PROBLEMS AND TASKS:
(a) Answer these questions using the forum thread about the Floyd Rose 1500 series, one answer per line:
(i) What material are the 1500 series bridges said to be made of?
(ii) Which company uses the 1000 series on its 7 strings?
(iii) Which company did Sentient6505 email about the bridge?
(b) Write out a passage from the forum thread about the Floyd Rose 1500 series word for word, everything from "Most likely a" down to "of this video.".
(c) Translate this sentence from the forum thread about the Floyd Rose 1500 series into Spanish: "I emailed Schecter with a general inquiry about the bridge."

SELECTED EXCERPT:
■ ■ ■ ■

# Question about Floyd Rose 1500 series (Schecter 2015)



## Sentient6505

Hello there, Just recently joined this forum so I figured why not ask on here! im sure someone knows.

Does anyone know about the floyd rose 1500 series or have experience with them? Im considering purchasing a Schecter Banshee Elite as part of their 2015 lineup of guitars which feature a floyd rose 1500 series. All i know so far from research is that they are stainless steel and exclusive to schecter at this time. That said, i dont know if they are "better" than the floyd 1000 series and since my local music store doesnt have these in stock, theres no way for me to actually try one.


----------



## Shask

Sentient6505 said:


> Hello there, Just recently joined this forum so I figured why not ask on here! im sure someone knows.
> 
> Does anyone know about the floyd rose 1500 series or have experience with them? Im considering purchasing a Schecter Banshee Elite as part of their 2015 lineup of guitars which feature a floyd rose 1500 series. All i know so far from research is that they are stainless steel and exclusive to schecter at this time. That said, i dont know if they are "better" than the floyd 1000 series and since my local music store doesnt have these in stock, theres no way for me to actually try one.



I dont think anyone has reviewed these guitars yet, so we probably only know as much as you do from watching the Schecter NAMM 2015 video about the Banshee Elite where they talk about the differences.


----------



## Zado

It's supposed to be better on the paper,but no idea yet really


----------



## Sentient6505

Guess it wouldn't hurt to wait for some reviews before making a decision on one of these. 

But still, thanks for the responses. I emailed Schecter with a general inquiry about the bridge. If they get back to me with some good info I may post it so others who are curious can read about them.


----------



## MaxOfMetal

Probably just another import variant, Floyd seems to be pumping them out.

Most likely a Korean made unit built to some of the German specs, that's what FR is mostly doing these days.


----------



## 7stg

Carvin also uses the 1000 series for their 7 strings because they have a more narrow string spacing.

He talks about it towards the end of this video.


----------



## Alex Kenivel

It's like a bunch of people standing around a murky lake with their trunks on, looking at each other, waiting for someone else to jump in and see what happens..


----------



## Sentient6505

He he yeah, no chancing it. After the disappointment I've had with licensed floyds and ibanez trems over the years I don't want to get bitten again.

Hopefully these 1500 series Floyd's can be easily swapped with OFRs should I want to do that down the road.


----------



## Shask

Sentient6505 said:


> He he yeah, no chancing it. After the disappointment I've had with licensed floyds and ibanez trems over the years I don't want to get bitten again.

■ ■ ■ ■

EXTRACTED DATA:
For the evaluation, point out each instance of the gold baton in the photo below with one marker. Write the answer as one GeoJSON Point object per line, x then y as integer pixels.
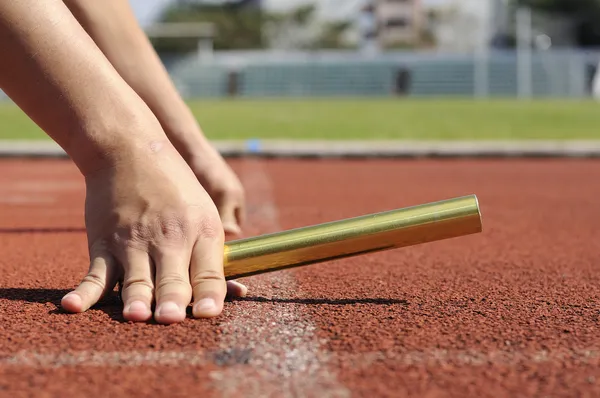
{"type": "Point", "coordinates": [352, 237]}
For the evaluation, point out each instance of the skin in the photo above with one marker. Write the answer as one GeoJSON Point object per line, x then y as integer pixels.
{"type": "Point", "coordinates": [149, 221]}
{"type": "Point", "coordinates": [113, 27]}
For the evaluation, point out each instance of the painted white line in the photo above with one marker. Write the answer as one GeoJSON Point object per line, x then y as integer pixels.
{"type": "Point", "coordinates": [284, 351]}
{"type": "Point", "coordinates": [105, 359]}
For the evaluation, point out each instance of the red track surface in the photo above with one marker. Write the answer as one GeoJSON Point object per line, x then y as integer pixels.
{"type": "Point", "coordinates": [510, 312]}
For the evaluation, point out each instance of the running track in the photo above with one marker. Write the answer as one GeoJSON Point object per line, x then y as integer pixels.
{"type": "Point", "coordinates": [511, 312]}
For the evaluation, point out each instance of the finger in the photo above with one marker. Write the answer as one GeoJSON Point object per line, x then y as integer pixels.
{"type": "Point", "coordinates": [207, 277]}
{"type": "Point", "coordinates": [138, 287]}
{"type": "Point", "coordinates": [173, 290]}
{"type": "Point", "coordinates": [229, 211]}
{"type": "Point", "coordinates": [236, 289]}
{"type": "Point", "coordinates": [100, 279]}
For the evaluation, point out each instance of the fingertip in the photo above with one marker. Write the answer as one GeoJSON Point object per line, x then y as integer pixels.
{"type": "Point", "coordinates": [137, 311]}
{"type": "Point", "coordinates": [207, 307]}
{"type": "Point", "coordinates": [232, 229]}
{"type": "Point", "coordinates": [236, 289]}
{"type": "Point", "coordinates": [169, 312]}
{"type": "Point", "coordinates": [72, 302]}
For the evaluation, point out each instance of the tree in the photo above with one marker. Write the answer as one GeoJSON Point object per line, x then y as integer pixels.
{"type": "Point", "coordinates": [240, 26]}
{"type": "Point", "coordinates": [584, 13]}
{"type": "Point", "coordinates": [237, 26]}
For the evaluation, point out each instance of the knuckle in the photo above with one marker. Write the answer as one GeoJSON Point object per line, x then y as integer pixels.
{"type": "Point", "coordinates": [210, 227]}
{"type": "Point", "coordinates": [171, 279]}
{"type": "Point", "coordinates": [172, 228]}
{"type": "Point", "coordinates": [94, 279]}
{"type": "Point", "coordinates": [207, 275]}
{"type": "Point", "coordinates": [134, 282]}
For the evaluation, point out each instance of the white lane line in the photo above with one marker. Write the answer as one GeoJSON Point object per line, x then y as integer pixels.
{"type": "Point", "coordinates": [284, 351]}
{"type": "Point", "coordinates": [427, 358]}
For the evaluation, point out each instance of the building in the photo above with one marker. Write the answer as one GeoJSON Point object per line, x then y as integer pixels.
{"type": "Point", "coordinates": [394, 23]}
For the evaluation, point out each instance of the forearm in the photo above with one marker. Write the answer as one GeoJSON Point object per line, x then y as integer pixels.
{"type": "Point", "coordinates": [56, 74]}
{"type": "Point", "coordinates": [112, 25]}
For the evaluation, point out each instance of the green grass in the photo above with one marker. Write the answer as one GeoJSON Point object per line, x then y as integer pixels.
{"type": "Point", "coordinates": [422, 119]}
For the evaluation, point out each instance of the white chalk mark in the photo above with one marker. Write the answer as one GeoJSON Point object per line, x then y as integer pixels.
{"type": "Point", "coordinates": [426, 358]}
{"type": "Point", "coordinates": [285, 352]}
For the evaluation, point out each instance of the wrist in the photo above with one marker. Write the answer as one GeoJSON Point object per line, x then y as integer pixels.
{"type": "Point", "coordinates": [110, 142]}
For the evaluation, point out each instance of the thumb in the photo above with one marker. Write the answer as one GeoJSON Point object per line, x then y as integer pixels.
{"type": "Point", "coordinates": [228, 211]}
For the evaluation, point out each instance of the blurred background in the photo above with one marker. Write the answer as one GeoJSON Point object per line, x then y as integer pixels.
{"type": "Point", "coordinates": [362, 68]}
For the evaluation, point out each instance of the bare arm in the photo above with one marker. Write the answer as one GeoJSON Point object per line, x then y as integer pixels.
{"type": "Point", "coordinates": [57, 75]}
{"type": "Point", "coordinates": [149, 222]}
{"type": "Point", "coordinates": [113, 27]}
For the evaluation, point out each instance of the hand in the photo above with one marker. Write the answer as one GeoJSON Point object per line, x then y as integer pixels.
{"type": "Point", "coordinates": [222, 185]}
{"type": "Point", "coordinates": [153, 226]}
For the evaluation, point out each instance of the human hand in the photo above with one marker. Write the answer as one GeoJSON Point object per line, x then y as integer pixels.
{"type": "Point", "coordinates": [222, 184]}
{"type": "Point", "coordinates": [153, 226]}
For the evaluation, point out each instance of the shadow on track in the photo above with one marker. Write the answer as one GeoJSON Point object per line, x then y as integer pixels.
{"type": "Point", "coordinates": [110, 305]}
{"type": "Point", "coordinates": [309, 301]}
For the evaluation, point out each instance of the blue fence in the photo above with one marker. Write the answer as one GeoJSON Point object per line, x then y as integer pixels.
{"type": "Point", "coordinates": [296, 74]}
{"type": "Point", "coordinates": [553, 74]}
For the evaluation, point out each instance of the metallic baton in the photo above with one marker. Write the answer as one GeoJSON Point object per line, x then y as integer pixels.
{"type": "Point", "coordinates": [351, 237]}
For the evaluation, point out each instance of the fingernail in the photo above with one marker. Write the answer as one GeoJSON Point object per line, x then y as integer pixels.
{"type": "Point", "coordinates": [206, 304]}
{"type": "Point", "coordinates": [72, 302]}
{"type": "Point", "coordinates": [168, 308]}
{"type": "Point", "coordinates": [136, 306]}
{"type": "Point", "coordinates": [231, 228]}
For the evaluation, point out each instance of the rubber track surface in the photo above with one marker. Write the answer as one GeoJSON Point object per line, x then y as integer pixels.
{"type": "Point", "coordinates": [511, 312]}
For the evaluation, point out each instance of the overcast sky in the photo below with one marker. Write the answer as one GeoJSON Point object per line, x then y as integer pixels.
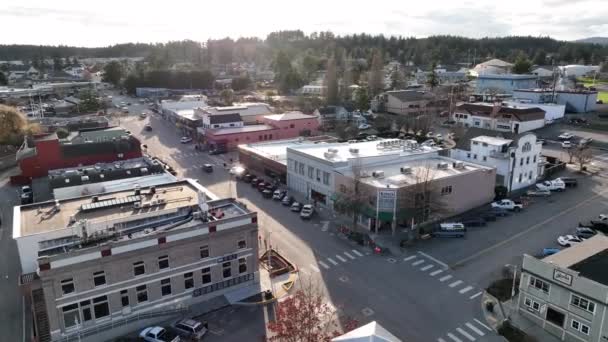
{"type": "Point", "coordinates": [101, 23]}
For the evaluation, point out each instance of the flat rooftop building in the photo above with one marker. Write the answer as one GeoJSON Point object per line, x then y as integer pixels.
{"type": "Point", "coordinates": [92, 260]}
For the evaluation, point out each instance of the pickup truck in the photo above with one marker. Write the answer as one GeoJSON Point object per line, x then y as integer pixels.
{"type": "Point", "coordinates": [159, 334]}
{"type": "Point", "coordinates": [508, 204]}
{"type": "Point", "coordinates": [554, 185]}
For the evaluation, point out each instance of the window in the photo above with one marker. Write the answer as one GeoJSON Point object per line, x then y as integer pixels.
{"type": "Point", "coordinates": [227, 269]}
{"type": "Point", "coordinates": [139, 268]}
{"type": "Point", "coordinates": [325, 178]}
{"type": "Point", "coordinates": [188, 280]}
{"type": "Point", "coordinates": [124, 298]}
{"type": "Point", "coordinates": [142, 293]}
{"type": "Point", "coordinates": [539, 284]}
{"type": "Point", "coordinates": [242, 265]}
{"type": "Point", "coordinates": [165, 287]}
{"type": "Point", "coordinates": [67, 286]}
{"type": "Point", "coordinates": [206, 275]}
{"type": "Point", "coordinates": [163, 262]}
{"type": "Point", "coordinates": [582, 303]}
{"type": "Point", "coordinates": [101, 307]}
{"type": "Point", "coordinates": [204, 252]}
{"type": "Point", "coordinates": [99, 278]}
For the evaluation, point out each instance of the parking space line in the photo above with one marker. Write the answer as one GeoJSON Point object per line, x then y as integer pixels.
{"type": "Point", "coordinates": [454, 338]}
{"type": "Point", "coordinates": [476, 295]}
{"type": "Point", "coordinates": [466, 289]}
{"type": "Point", "coordinates": [444, 278]}
{"type": "Point", "coordinates": [427, 267]}
{"type": "Point", "coordinates": [434, 273]}
{"type": "Point", "coordinates": [483, 325]}
{"type": "Point", "coordinates": [465, 334]}
{"type": "Point", "coordinates": [357, 252]}
{"type": "Point", "coordinates": [474, 328]}
{"type": "Point", "coordinates": [456, 283]}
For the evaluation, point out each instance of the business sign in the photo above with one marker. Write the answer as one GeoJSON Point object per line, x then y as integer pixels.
{"type": "Point", "coordinates": [562, 277]}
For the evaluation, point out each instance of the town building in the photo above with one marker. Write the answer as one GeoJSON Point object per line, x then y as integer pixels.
{"type": "Point", "coordinates": [99, 267]}
{"type": "Point", "coordinates": [389, 172]}
{"type": "Point", "coordinates": [575, 100]}
{"type": "Point", "coordinates": [86, 147]}
{"type": "Point", "coordinates": [402, 102]}
{"type": "Point", "coordinates": [565, 293]}
{"type": "Point", "coordinates": [270, 158]}
{"type": "Point", "coordinates": [499, 117]}
{"type": "Point", "coordinates": [504, 83]}
{"type": "Point", "coordinates": [516, 157]}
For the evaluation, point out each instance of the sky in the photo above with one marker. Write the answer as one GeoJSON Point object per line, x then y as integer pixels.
{"type": "Point", "coordinates": [107, 22]}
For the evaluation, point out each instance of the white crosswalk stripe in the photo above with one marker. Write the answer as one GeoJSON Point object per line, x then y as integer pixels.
{"type": "Point", "coordinates": [466, 289]}
{"type": "Point", "coordinates": [474, 328]}
{"type": "Point", "coordinates": [444, 278]}
{"type": "Point", "coordinates": [357, 252]}
{"type": "Point", "coordinates": [465, 334]}
{"type": "Point", "coordinates": [456, 283]}
{"type": "Point", "coordinates": [427, 267]}
{"type": "Point", "coordinates": [324, 265]}
{"type": "Point", "coordinates": [454, 338]}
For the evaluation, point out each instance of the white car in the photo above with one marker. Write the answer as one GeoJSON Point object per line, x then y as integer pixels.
{"type": "Point", "coordinates": [568, 240]}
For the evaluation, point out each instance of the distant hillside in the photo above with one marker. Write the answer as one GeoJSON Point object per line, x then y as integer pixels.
{"type": "Point", "coordinates": [594, 40]}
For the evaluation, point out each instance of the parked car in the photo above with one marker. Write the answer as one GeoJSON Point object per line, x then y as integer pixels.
{"type": "Point", "coordinates": [296, 207]}
{"type": "Point", "coordinates": [568, 240]}
{"type": "Point", "coordinates": [508, 205]}
{"type": "Point", "coordinates": [307, 211]}
{"type": "Point", "coordinates": [159, 334]}
{"type": "Point", "coordinates": [190, 329]}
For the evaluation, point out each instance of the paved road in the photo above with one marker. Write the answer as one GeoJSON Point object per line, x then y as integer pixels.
{"type": "Point", "coordinates": [411, 295]}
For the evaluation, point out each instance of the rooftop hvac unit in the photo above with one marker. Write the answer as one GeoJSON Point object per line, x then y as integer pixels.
{"type": "Point", "coordinates": [406, 170]}
{"type": "Point", "coordinates": [378, 174]}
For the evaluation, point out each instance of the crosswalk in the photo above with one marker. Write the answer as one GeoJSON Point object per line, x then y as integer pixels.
{"type": "Point", "coordinates": [469, 331]}
{"type": "Point", "coordinates": [335, 260]}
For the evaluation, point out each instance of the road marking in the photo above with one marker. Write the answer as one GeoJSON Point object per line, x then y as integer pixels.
{"type": "Point", "coordinates": [434, 273]}
{"type": "Point", "coordinates": [434, 259]}
{"type": "Point", "coordinates": [474, 328]}
{"type": "Point", "coordinates": [456, 283]}
{"type": "Point", "coordinates": [483, 325]}
{"type": "Point", "coordinates": [476, 295]}
{"type": "Point", "coordinates": [466, 289]}
{"type": "Point", "coordinates": [426, 267]}
{"type": "Point", "coordinates": [465, 334]}
{"type": "Point", "coordinates": [325, 266]}
{"type": "Point", "coordinates": [332, 261]}
{"type": "Point", "coordinates": [442, 279]}
{"type": "Point", "coordinates": [525, 232]}
{"type": "Point", "coordinates": [454, 338]}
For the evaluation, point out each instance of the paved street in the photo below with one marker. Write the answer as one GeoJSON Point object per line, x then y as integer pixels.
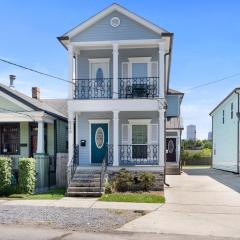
{"type": "Point", "coordinates": [200, 202]}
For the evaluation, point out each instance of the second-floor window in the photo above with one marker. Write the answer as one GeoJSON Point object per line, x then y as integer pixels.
{"type": "Point", "coordinates": [231, 110]}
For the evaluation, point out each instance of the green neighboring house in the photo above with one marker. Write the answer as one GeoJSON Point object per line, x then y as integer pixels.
{"type": "Point", "coordinates": [32, 127]}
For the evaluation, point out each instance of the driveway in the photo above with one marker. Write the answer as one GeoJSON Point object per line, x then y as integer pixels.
{"type": "Point", "coordinates": [203, 202]}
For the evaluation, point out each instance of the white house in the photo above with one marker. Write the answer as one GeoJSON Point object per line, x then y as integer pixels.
{"type": "Point", "coordinates": [225, 133]}
{"type": "Point", "coordinates": [119, 98]}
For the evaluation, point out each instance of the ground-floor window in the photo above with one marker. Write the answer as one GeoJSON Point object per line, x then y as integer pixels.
{"type": "Point", "coordinates": [10, 141]}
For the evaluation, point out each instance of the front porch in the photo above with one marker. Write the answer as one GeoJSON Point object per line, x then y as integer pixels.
{"type": "Point", "coordinates": [123, 138]}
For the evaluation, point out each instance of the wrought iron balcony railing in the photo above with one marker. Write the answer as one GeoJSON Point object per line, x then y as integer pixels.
{"type": "Point", "coordinates": [93, 88]}
{"type": "Point", "coordinates": [139, 154]}
{"type": "Point", "coordinates": [139, 87]}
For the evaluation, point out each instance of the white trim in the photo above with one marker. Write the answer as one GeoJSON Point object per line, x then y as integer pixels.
{"type": "Point", "coordinates": [99, 60]}
{"type": "Point", "coordinates": [124, 43]}
{"type": "Point", "coordinates": [105, 12]}
{"type": "Point", "coordinates": [14, 101]}
{"type": "Point", "coordinates": [139, 121]}
{"type": "Point", "coordinates": [139, 59]}
{"type": "Point", "coordinates": [99, 120]}
{"type": "Point", "coordinates": [95, 121]}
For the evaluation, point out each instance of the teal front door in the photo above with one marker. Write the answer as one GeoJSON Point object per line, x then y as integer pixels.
{"type": "Point", "coordinates": [99, 140]}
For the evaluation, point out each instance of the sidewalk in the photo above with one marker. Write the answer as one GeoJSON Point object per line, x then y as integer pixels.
{"type": "Point", "coordinates": [83, 203]}
{"type": "Point", "coordinates": [196, 204]}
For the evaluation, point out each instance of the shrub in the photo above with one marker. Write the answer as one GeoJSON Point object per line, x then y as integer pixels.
{"type": "Point", "coordinates": [5, 174]}
{"type": "Point", "coordinates": [27, 175]}
{"type": "Point", "coordinates": [147, 180]}
{"type": "Point", "coordinates": [108, 188]}
{"type": "Point", "coordinates": [122, 181]}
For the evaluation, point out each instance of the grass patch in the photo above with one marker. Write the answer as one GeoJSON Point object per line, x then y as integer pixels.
{"type": "Point", "coordinates": [133, 197]}
{"type": "Point", "coordinates": [52, 194]}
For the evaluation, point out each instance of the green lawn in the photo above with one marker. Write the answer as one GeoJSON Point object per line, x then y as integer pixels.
{"type": "Point", "coordinates": [133, 197]}
{"type": "Point", "coordinates": [52, 194]}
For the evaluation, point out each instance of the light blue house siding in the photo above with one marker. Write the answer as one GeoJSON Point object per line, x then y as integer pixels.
{"type": "Point", "coordinates": [225, 135]}
{"type": "Point", "coordinates": [83, 62]}
{"type": "Point", "coordinates": [103, 31]}
{"type": "Point", "coordinates": [173, 103]}
{"type": "Point", "coordinates": [84, 130]}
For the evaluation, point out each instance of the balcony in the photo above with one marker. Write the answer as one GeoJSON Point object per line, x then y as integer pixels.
{"type": "Point", "coordinates": [138, 87]}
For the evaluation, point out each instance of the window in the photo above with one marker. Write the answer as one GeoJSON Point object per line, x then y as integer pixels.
{"type": "Point", "coordinates": [231, 110]}
{"type": "Point", "coordinates": [223, 117]}
{"type": "Point", "coordinates": [10, 139]}
{"type": "Point", "coordinates": [99, 77]}
{"type": "Point", "coordinates": [139, 141]}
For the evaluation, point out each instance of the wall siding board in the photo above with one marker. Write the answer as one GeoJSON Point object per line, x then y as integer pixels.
{"type": "Point", "coordinates": [225, 136]}
{"type": "Point", "coordinates": [61, 135]}
{"type": "Point", "coordinates": [103, 31]}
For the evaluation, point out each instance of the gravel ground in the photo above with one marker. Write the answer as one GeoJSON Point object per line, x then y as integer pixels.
{"type": "Point", "coordinates": [83, 219]}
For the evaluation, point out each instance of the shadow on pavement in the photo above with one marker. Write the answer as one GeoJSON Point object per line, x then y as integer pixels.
{"type": "Point", "coordinates": [229, 179]}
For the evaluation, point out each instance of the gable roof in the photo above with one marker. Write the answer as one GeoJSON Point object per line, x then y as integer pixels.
{"type": "Point", "coordinates": [230, 94]}
{"type": "Point", "coordinates": [35, 104]}
{"type": "Point", "coordinates": [114, 7]}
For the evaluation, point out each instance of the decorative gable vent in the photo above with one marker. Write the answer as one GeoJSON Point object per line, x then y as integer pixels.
{"type": "Point", "coordinates": [115, 22]}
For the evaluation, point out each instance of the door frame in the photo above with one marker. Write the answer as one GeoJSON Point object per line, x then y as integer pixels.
{"type": "Point", "coordinates": [176, 148]}
{"type": "Point", "coordinates": [95, 121]}
{"type": "Point", "coordinates": [99, 60]}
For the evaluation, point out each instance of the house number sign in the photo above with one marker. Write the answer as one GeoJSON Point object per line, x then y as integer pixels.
{"type": "Point", "coordinates": [99, 138]}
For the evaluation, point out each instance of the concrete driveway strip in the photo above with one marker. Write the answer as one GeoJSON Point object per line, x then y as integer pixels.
{"type": "Point", "coordinates": [195, 205]}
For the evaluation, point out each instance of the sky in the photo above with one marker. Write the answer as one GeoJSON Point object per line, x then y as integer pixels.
{"type": "Point", "coordinates": [206, 46]}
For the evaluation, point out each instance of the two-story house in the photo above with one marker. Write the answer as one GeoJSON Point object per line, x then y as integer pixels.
{"type": "Point", "coordinates": [119, 98]}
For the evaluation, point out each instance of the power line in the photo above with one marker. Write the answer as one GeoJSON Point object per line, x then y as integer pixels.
{"type": "Point", "coordinates": [33, 70]}
{"type": "Point", "coordinates": [213, 82]}
{"type": "Point", "coordinates": [21, 113]}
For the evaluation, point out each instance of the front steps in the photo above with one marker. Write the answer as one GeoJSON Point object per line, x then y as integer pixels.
{"type": "Point", "coordinates": [85, 183]}
{"type": "Point", "coordinates": [172, 169]}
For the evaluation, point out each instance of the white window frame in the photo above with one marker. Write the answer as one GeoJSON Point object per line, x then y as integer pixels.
{"type": "Point", "coordinates": [98, 60]}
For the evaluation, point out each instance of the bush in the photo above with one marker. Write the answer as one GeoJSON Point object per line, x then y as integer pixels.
{"type": "Point", "coordinates": [5, 174]}
{"type": "Point", "coordinates": [27, 174]}
{"type": "Point", "coordinates": [108, 188]}
{"type": "Point", "coordinates": [123, 180]}
{"type": "Point", "coordinates": [147, 180]}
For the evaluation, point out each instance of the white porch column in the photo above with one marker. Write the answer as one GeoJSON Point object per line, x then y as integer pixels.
{"type": "Point", "coordinates": [161, 69]}
{"type": "Point", "coordinates": [115, 70]}
{"type": "Point", "coordinates": [40, 139]}
{"type": "Point", "coordinates": [115, 138]}
{"type": "Point", "coordinates": [70, 72]}
{"type": "Point", "coordinates": [162, 137]}
{"type": "Point", "coordinates": [70, 135]}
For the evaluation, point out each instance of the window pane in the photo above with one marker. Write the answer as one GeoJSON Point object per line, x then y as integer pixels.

■ ■ ■ ■

ANSWERS FOR THE TASKS:
(a)
(i) Stainless steel
(ii) Carvin
(iii) Schecter

(b)
Most likely a Korean made unit built to some of the German specs, that's what FR is mostly doing these days.


----------



## 7stg

Carvin also uses the 1000 series for their 7 strings because they have a more narrow string spacing.

He talks about it towards the end of this video.

(c) Le envié un correo electrónico a Schecter con una consulta general sobre el puente.